TASK DETAILS
Retype precisely the section of the data that starts at the line containing "point per instance: roll" and runs to its final line, ends included.

[Point-per-instance localization data]
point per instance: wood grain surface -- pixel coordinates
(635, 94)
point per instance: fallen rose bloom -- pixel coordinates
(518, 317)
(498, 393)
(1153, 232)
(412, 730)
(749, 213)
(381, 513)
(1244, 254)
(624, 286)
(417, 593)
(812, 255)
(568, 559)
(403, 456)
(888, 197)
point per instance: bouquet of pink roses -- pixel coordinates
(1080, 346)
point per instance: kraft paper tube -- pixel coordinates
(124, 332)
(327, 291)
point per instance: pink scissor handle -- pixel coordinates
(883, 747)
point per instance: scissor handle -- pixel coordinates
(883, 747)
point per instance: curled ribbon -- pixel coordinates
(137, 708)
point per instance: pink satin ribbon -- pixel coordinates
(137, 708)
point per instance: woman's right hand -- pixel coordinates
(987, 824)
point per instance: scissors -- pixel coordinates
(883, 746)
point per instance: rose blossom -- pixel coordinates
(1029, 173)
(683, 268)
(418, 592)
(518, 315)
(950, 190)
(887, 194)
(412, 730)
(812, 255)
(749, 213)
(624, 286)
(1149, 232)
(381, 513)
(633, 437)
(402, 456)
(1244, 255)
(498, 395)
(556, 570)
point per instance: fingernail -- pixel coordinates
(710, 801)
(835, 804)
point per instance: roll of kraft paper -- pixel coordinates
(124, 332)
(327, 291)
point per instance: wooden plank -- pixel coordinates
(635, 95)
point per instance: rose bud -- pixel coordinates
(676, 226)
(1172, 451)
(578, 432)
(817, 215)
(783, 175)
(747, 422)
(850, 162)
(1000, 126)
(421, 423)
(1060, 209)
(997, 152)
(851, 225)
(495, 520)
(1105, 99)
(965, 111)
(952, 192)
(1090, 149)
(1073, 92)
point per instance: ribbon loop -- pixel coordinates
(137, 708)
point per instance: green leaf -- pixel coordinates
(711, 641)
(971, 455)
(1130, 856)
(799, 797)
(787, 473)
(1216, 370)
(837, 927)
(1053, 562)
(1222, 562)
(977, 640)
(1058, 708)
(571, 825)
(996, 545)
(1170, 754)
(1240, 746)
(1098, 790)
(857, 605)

RESULT OF THIS EXERCISE
point per instance: roll of kraft paper -- pixel coordinates
(124, 332)
(327, 291)
point per instance: wooden plank -- pixel coordinates
(635, 95)
point per instance: rose bud -- pixel coordinates
(676, 226)
(1172, 451)
(578, 432)
(817, 215)
(783, 175)
(747, 422)
(850, 162)
(1000, 126)
(421, 423)
(1060, 209)
(997, 152)
(851, 225)
(495, 520)
(1105, 99)
(965, 111)
(952, 192)
(1090, 149)
(1073, 92)
point per instance: ribbon loop -- pixel coordinates
(137, 708)
point per instance: green leaf -- pixel coordinates
(711, 641)
(971, 455)
(1130, 856)
(799, 797)
(787, 473)
(1216, 370)
(837, 927)
(1053, 562)
(1222, 562)
(977, 640)
(1058, 708)
(571, 825)
(996, 545)
(1170, 754)
(1240, 746)
(1098, 790)
(857, 605)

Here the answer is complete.